DATA FOR REVIEW:
++++++++
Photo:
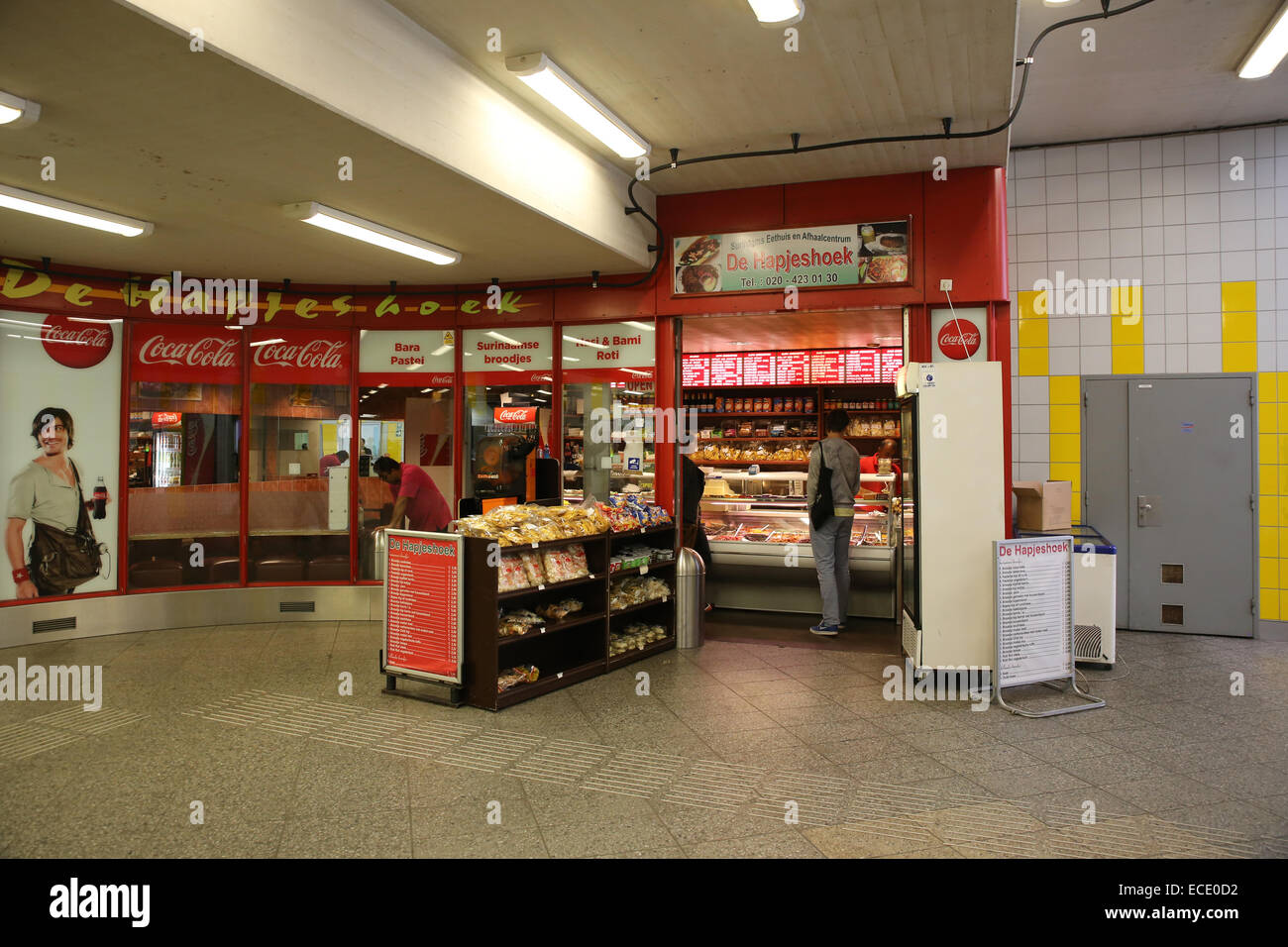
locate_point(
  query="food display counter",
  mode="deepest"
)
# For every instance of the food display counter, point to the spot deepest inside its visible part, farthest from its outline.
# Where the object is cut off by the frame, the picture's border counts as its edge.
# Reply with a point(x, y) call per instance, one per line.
point(758, 526)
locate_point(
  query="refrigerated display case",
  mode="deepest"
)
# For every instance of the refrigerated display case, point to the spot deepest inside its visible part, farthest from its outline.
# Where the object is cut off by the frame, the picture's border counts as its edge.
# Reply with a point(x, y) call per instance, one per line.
point(758, 526)
point(952, 496)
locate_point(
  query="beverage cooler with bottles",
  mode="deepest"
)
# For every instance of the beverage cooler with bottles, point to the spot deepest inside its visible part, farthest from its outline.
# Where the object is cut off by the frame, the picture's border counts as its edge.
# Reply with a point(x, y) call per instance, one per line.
point(953, 509)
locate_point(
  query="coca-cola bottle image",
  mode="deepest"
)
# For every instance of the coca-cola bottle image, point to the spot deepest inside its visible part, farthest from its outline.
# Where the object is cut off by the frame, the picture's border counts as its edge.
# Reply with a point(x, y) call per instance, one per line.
point(99, 500)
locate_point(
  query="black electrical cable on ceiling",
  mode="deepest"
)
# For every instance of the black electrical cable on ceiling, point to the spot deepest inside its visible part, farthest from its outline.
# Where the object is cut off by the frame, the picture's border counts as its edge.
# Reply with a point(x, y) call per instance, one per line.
point(795, 149)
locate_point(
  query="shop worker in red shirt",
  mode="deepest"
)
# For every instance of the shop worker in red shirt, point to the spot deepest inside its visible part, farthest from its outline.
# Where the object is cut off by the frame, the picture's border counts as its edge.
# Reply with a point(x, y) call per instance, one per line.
point(417, 497)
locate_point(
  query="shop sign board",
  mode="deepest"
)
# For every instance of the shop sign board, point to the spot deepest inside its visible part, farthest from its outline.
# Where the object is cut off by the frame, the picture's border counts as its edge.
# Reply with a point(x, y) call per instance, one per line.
point(958, 334)
point(828, 257)
point(407, 355)
point(507, 356)
point(424, 607)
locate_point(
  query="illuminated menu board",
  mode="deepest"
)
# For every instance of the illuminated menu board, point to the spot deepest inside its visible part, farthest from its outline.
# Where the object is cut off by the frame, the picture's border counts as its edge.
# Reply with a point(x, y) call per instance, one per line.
point(758, 368)
point(791, 368)
point(696, 371)
point(726, 368)
point(827, 368)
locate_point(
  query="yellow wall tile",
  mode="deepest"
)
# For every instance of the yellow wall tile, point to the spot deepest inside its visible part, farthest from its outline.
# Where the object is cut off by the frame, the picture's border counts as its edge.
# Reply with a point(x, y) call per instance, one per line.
point(1030, 305)
point(1127, 330)
point(1065, 419)
point(1267, 479)
point(1129, 360)
point(1068, 472)
point(1239, 296)
point(1267, 604)
point(1237, 326)
point(1065, 449)
point(1033, 333)
point(1127, 300)
point(1267, 418)
point(1269, 574)
point(1033, 361)
point(1266, 386)
point(1237, 356)
point(1064, 389)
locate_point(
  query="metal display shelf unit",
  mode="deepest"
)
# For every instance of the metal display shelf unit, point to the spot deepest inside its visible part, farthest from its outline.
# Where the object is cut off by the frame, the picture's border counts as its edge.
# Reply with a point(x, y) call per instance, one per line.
point(768, 515)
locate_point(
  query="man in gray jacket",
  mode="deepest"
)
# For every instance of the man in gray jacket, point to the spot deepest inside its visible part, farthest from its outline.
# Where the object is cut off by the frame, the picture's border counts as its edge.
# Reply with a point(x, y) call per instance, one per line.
point(831, 541)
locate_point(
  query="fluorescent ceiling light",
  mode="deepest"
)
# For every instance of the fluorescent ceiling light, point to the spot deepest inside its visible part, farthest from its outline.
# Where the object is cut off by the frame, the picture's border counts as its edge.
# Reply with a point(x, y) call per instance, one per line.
point(566, 94)
point(16, 112)
point(1269, 51)
point(778, 12)
point(584, 342)
point(349, 226)
point(31, 202)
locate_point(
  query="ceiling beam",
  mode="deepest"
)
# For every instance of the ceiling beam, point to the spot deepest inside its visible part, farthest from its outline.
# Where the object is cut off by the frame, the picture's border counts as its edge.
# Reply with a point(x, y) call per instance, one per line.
point(372, 64)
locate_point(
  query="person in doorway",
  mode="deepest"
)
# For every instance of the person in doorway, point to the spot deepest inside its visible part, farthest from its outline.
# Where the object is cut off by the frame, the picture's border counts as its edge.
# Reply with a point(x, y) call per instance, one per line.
point(416, 497)
point(831, 541)
point(330, 460)
point(694, 482)
point(46, 491)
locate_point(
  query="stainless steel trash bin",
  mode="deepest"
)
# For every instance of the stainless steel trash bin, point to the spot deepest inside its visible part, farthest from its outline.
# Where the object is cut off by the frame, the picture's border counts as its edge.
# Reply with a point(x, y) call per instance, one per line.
point(691, 575)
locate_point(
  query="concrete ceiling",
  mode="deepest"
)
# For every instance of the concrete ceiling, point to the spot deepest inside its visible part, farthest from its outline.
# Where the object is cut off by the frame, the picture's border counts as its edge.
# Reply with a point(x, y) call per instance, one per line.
point(708, 78)
point(1164, 67)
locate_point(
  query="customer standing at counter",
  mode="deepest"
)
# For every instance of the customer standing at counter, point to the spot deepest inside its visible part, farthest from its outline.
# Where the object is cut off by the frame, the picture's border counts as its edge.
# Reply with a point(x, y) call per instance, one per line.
point(831, 541)
point(417, 497)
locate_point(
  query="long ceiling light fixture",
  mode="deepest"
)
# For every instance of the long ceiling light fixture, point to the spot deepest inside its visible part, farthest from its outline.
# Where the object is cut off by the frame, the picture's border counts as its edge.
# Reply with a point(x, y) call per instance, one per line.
point(1269, 51)
point(566, 94)
point(347, 224)
point(778, 12)
point(68, 213)
point(16, 112)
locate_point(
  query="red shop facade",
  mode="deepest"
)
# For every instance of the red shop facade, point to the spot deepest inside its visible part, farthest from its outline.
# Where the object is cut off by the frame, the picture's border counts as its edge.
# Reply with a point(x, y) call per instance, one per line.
point(206, 433)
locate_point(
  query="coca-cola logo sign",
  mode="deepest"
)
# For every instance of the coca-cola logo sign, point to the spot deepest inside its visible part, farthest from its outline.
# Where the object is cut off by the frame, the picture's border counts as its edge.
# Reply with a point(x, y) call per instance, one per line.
point(76, 343)
point(209, 352)
point(958, 339)
point(318, 354)
point(514, 415)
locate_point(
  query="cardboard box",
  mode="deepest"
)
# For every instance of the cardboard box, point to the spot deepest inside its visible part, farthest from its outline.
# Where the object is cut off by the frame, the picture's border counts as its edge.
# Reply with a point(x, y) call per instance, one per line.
point(1043, 505)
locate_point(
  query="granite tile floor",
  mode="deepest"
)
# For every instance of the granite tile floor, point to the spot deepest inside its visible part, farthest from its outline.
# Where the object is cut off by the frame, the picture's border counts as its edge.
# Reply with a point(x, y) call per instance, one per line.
point(236, 742)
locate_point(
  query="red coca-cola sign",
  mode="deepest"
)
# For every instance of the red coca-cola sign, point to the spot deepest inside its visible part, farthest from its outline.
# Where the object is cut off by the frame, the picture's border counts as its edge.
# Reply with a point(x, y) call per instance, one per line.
point(185, 354)
point(514, 415)
point(958, 339)
point(300, 357)
point(76, 343)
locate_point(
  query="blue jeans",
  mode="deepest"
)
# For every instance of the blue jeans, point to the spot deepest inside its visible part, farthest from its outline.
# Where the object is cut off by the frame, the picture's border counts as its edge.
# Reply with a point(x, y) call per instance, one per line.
point(831, 545)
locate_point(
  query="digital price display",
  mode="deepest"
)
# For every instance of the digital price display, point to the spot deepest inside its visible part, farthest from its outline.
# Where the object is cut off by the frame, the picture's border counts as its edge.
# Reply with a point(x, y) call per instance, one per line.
point(758, 368)
point(726, 368)
point(793, 368)
point(696, 371)
point(827, 368)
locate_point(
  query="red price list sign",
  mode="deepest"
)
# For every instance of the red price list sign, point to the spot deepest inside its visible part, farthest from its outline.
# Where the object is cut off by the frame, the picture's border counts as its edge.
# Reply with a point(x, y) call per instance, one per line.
point(758, 368)
point(423, 605)
point(726, 369)
point(892, 360)
point(827, 368)
point(696, 371)
point(793, 368)
point(861, 367)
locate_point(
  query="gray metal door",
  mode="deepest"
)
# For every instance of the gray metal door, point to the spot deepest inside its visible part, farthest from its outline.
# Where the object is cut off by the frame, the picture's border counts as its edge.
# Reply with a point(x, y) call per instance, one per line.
point(1104, 474)
point(1190, 517)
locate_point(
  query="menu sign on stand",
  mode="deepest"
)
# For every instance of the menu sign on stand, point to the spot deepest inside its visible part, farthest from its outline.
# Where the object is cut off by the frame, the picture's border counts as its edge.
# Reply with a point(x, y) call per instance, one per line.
point(424, 622)
point(1033, 582)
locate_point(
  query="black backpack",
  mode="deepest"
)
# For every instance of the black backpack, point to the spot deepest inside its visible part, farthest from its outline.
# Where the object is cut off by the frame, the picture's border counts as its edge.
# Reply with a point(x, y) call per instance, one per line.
point(822, 509)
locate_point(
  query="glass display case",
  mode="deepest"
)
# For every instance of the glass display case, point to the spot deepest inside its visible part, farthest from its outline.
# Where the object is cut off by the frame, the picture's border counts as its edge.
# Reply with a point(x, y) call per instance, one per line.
point(758, 526)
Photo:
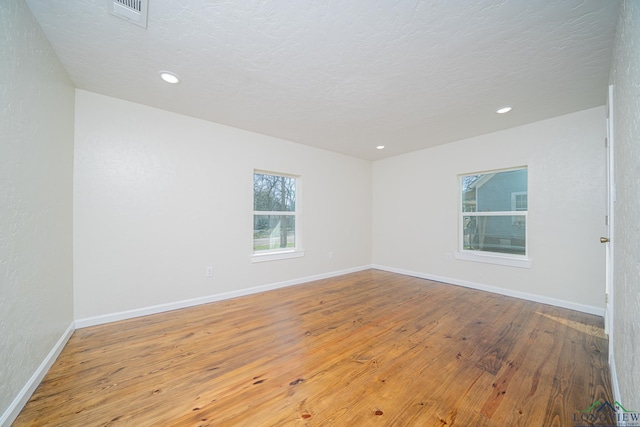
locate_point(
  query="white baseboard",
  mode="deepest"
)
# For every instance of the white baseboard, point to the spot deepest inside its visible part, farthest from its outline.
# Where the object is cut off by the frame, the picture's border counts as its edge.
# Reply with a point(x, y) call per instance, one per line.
point(502, 291)
point(145, 311)
point(22, 398)
point(615, 386)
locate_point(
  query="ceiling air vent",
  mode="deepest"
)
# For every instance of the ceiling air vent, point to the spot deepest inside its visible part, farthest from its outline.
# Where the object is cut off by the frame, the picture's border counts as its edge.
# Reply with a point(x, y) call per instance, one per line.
point(134, 11)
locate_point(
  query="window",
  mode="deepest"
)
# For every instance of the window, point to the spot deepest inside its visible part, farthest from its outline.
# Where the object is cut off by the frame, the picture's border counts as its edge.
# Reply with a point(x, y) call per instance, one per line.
point(275, 216)
point(493, 218)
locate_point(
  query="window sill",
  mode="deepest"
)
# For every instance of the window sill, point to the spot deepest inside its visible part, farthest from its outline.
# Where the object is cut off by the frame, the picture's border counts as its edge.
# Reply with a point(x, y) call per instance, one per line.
point(511, 261)
point(275, 256)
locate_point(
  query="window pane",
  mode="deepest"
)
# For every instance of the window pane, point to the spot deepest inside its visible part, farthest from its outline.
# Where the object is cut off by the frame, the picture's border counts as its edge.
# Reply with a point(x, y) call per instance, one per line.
point(494, 192)
point(273, 232)
point(274, 193)
point(503, 234)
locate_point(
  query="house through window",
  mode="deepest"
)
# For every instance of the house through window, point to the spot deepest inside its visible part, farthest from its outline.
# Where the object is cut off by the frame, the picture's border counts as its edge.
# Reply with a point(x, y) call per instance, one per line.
point(494, 212)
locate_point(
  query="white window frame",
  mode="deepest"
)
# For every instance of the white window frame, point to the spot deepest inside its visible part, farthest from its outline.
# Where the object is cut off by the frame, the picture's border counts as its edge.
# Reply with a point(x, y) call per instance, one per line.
point(284, 253)
point(512, 260)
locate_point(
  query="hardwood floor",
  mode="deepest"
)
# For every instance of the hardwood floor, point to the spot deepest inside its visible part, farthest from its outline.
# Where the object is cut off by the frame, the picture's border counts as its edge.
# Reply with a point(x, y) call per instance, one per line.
point(365, 349)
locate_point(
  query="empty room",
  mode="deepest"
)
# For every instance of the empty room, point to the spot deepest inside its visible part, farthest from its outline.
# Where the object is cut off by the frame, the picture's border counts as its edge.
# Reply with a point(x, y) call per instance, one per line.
point(320, 213)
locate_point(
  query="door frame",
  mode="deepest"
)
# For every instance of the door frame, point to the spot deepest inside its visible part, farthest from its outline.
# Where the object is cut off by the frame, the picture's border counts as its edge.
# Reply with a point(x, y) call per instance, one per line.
point(610, 220)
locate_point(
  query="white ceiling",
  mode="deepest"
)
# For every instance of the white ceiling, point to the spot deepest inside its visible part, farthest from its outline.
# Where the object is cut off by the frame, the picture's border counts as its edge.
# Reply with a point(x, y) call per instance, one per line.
point(345, 75)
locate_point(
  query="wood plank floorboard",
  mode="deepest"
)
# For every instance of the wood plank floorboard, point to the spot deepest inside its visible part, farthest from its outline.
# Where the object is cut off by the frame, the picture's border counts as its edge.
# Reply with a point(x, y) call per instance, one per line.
point(371, 348)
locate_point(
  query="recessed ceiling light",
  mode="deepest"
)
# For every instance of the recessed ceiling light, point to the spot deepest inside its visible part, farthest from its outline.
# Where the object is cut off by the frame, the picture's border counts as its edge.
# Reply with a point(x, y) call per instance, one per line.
point(169, 77)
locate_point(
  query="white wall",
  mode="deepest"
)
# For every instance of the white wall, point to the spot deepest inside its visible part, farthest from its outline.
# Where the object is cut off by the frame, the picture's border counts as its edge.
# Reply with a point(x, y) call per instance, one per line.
point(160, 196)
point(36, 166)
point(625, 76)
point(415, 209)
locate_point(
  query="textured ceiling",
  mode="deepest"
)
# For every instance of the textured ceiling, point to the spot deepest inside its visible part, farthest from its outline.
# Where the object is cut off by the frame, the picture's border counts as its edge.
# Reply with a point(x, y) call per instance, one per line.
point(345, 75)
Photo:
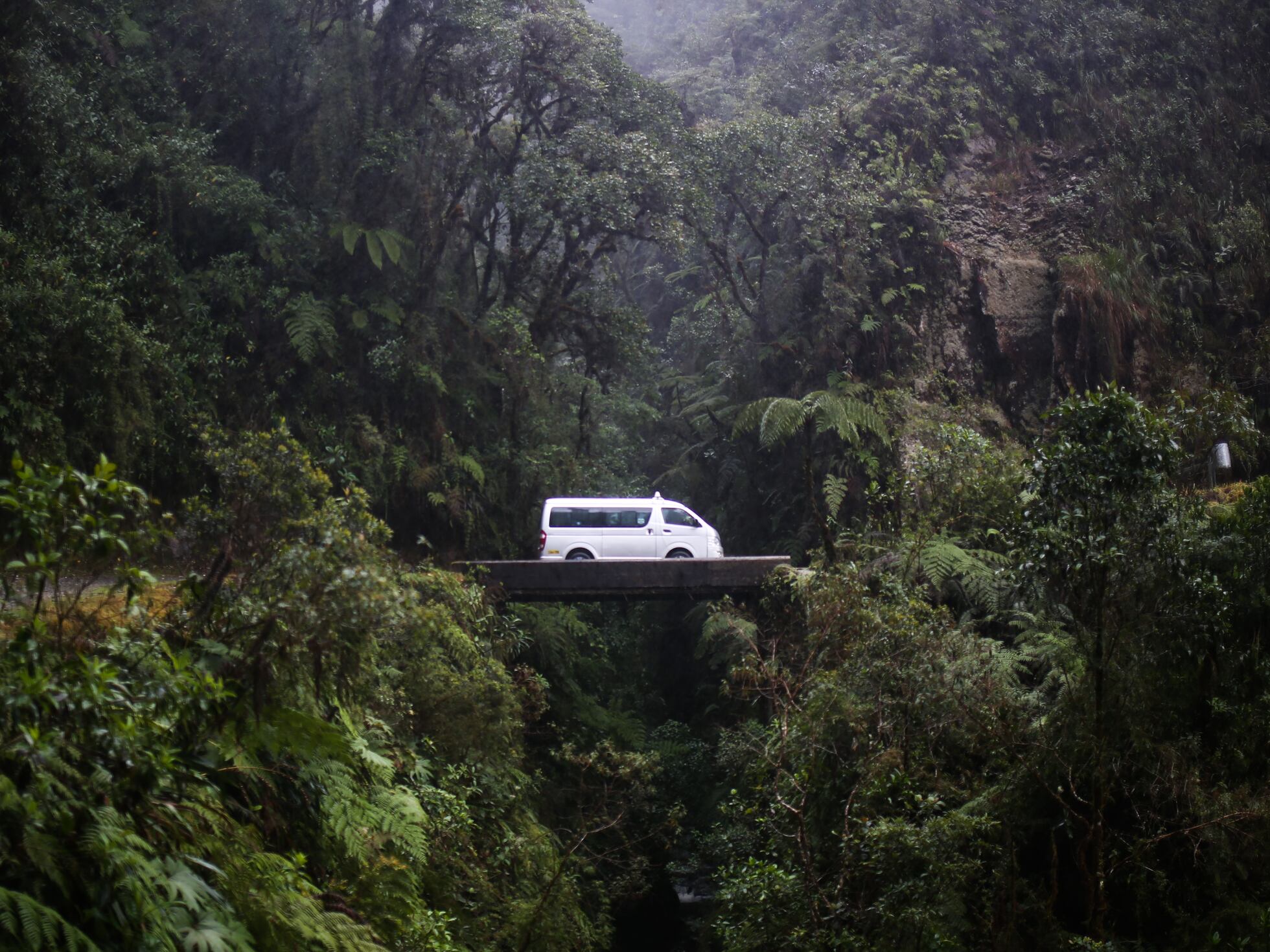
++++++++
Report each line of the records that holds the word "person".

  query="person in doorway",
# For every instance of the person in doorway, point to the spot deepest inside its visible part, farthest from its outline.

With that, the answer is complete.